*할 일*:
아래 줄을 처음부터 끝까지 한 글자도 고치지 말고 그대로 다시 적으세요.

*기록 모음*:

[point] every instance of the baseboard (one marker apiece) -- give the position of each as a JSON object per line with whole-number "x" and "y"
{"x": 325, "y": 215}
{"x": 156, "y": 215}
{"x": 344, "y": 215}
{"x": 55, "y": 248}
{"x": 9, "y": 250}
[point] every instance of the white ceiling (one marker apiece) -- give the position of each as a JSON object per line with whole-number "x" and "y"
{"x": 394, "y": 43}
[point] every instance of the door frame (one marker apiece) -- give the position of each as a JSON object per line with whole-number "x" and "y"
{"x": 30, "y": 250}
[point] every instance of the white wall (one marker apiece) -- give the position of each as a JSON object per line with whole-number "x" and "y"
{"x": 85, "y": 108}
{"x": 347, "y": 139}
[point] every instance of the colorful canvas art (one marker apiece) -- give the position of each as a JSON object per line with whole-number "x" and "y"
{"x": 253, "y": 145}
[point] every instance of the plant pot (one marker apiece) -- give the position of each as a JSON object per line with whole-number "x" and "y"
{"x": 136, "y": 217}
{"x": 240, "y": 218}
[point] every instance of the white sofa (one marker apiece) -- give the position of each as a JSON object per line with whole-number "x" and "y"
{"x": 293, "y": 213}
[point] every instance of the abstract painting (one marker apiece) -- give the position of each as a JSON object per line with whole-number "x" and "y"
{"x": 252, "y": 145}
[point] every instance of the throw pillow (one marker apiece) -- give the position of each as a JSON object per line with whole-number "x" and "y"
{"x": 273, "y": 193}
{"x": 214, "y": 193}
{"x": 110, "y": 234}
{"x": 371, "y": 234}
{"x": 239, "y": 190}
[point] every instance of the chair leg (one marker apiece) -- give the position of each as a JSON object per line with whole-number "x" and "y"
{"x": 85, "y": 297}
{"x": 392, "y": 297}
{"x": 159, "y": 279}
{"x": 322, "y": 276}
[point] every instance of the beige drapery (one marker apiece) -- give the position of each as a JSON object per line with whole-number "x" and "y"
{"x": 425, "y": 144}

*연습 답변*:
[point] every instance of the baseboard (one marker apiece) -- give the position of each as a JSON object per line with whole-number "x" and "y"
{"x": 325, "y": 215}
{"x": 156, "y": 215}
{"x": 344, "y": 215}
{"x": 55, "y": 248}
{"x": 9, "y": 250}
[point] every instance of the white ceiling (one marker apiece) -- give the position of each as a JSON object per line with whole-number "x" and "y"
{"x": 394, "y": 43}
[point] every instance of the door frame (one marker apiece) -- give the position of each as a JSON object per line with whole-number "x" and "y"
{"x": 30, "y": 250}
[point] every instance of the white wall (one marker apiece) -- give the position of each as a JSON object per line with whole-number "x" and "y"
{"x": 85, "y": 108}
{"x": 347, "y": 139}
[point] every instance of the colorful canvas art (one marker apiece) -- give the position of each as a JSON object per line with whole-number "x" and "y"
{"x": 253, "y": 145}
[point] every instance of the plant pot (one marker apiece) -- give the position of each as a JSON object per line with whole-number "x" and "y"
{"x": 136, "y": 217}
{"x": 240, "y": 218}
[point] every instance of the white sofa (one marker apiece) -- give the position of each as a JSON object per line with whole-number "x" and "y"
{"x": 293, "y": 213}
[point] every instance of the abstract painting (one marker apiece) -- give the position of each as a JSON object per line with whole-number "x" and "y"
{"x": 252, "y": 145}
[point] every instance of the throw pillow (one marker apiece) -- give the position of each as a JSON object per line with whole-number "x" and "y"
{"x": 273, "y": 193}
{"x": 214, "y": 193}
{"x": 110, "y": 234}
{"x": 371, "y": 234}
{"x": 239, "y": 190}
[point] every instance of the chair leg (one marker apiece) -- give the position of each as a JSON object per line with whole-number "x" and "y"
{"x": 85, "y": 297}
{"x": 392, "y": 297}
{"x": 159, "y": 279}
{"x": 322, "y": 276}
[point] every instance of the beige drapery (one marker apiece) -- give the position of each as a JSON object per line with whole-number "x" and "y"
{"x": 425, "y": 144}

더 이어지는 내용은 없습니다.